It is hard to disagree with Justice Kennedy's words. Unless we are prepared to create a parody of our copyright laws, it is imperative that the definition of parody be limited to a very circumscribed area, otherwise practically any infringement could be excused under the umbrella of parody. Indeed, the exception cannot be so broad as to allow the creation of any new works over the existing ones under the guise of parody.
It may seem that the dangers of an expansive interpretation of what may constitute a parody identified in 2 Live Crew by Justice Kennedy are in fact seen as a great advantage by “fair copyright” activists. Indeed, an overly broad parody exception effectively creates a shortcut to a general “public benefit” exception, readily allowing an unauthorized use of an existing work if it benefits the society. I suggest that there are two reasons why a general “public benefit” exception is a bad thing. First, it does not take into account the works that may never be created by authors discouraged by the failure of the courts to protect their works from being used against their will. Second, balancing the interests of various parties is not a distinctive characteristic of copyright laws. All laws are presumably premised on the balancing of such interests. General property laws are also adopted with the view of the public interest in mind. Unrestricted unauthorized use of someone else’s physical property may also have “public benefits”, but no one seriously suggests that such measures be taken. Encroachment of property may only be allowed in some very limited and clearly prescribed cases. I posit that it is exactly the same approach that must be taken with regard to parody.

Extracted records =

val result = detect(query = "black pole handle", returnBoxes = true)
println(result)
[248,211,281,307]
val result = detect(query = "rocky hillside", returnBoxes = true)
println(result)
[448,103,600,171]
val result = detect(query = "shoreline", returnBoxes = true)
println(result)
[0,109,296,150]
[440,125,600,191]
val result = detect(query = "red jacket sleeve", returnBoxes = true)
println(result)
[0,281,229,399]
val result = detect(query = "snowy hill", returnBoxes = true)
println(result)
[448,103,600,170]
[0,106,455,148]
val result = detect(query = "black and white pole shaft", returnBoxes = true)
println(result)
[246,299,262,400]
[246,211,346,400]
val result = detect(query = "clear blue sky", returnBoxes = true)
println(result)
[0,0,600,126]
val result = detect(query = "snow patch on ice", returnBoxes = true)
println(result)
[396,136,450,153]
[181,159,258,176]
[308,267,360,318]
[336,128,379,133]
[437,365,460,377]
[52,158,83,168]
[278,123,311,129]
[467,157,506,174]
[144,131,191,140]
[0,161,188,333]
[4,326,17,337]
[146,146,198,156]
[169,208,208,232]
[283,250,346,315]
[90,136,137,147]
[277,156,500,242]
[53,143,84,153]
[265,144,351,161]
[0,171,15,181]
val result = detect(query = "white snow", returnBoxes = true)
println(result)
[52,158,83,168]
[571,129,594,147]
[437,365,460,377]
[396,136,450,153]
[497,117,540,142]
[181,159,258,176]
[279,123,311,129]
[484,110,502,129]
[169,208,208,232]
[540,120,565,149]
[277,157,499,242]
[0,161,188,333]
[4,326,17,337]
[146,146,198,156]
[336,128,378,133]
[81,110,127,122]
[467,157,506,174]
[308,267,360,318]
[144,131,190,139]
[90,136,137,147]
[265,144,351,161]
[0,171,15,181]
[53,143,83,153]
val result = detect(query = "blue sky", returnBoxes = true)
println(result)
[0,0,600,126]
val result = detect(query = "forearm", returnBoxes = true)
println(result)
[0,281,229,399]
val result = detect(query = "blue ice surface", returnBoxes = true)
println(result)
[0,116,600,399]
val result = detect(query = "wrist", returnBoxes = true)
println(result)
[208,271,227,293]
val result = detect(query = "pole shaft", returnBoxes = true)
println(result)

Instructions to follow = Echo the entire text about the parody exception in copyright law word for word. Rely on the text by itself and nothing else.

Answer to this exercise =
It is hard to disagree with Justice Kennedy's words. Unless we are prepared to create a parody of our copyright laws, it is imperative that the definition of parody be limited to a very circumscribed area, otherwise practically any infringement could be excused under the umbrella of parody. Indeed, the exception cannot be so broad as to allow the creation of any new works over the existing ones under the guise of parody.
It may seem that the dangers of an expansive interpretation of what may constitute a parody identified in 2 Live Crew by Justice Kennedy are in fact seen as a great advantage by “fair copyright” activists. Indeed, an overly broad parody exception effectively creates a shortcut to a general “public benefit” exception, readily allowing an unauthorized use of an existing work if it benefits the society. I suggest that there are two reasons why a general “public benefit” exception is a bad thing. First, it does not take into account the works that may never be created by authors discouraged by the failure of the courts to protect their works from being used against their will. Second, balancing the interests of various parties is not a distinctive characteristic of copyright laws. All laws are presumably premised on the balancing of such interests. General property laws are also adopted with the view of the public interest in mind. Unrestricted unauthorized use of someone else’s physical property may also have “public benefits”, but no one seriously suggests that such measures be taken. Encroachment of property may only be allowed in some very limited and clearly prescribed cases. I posit that it is exactly the same approach that must be taken with regard to parody.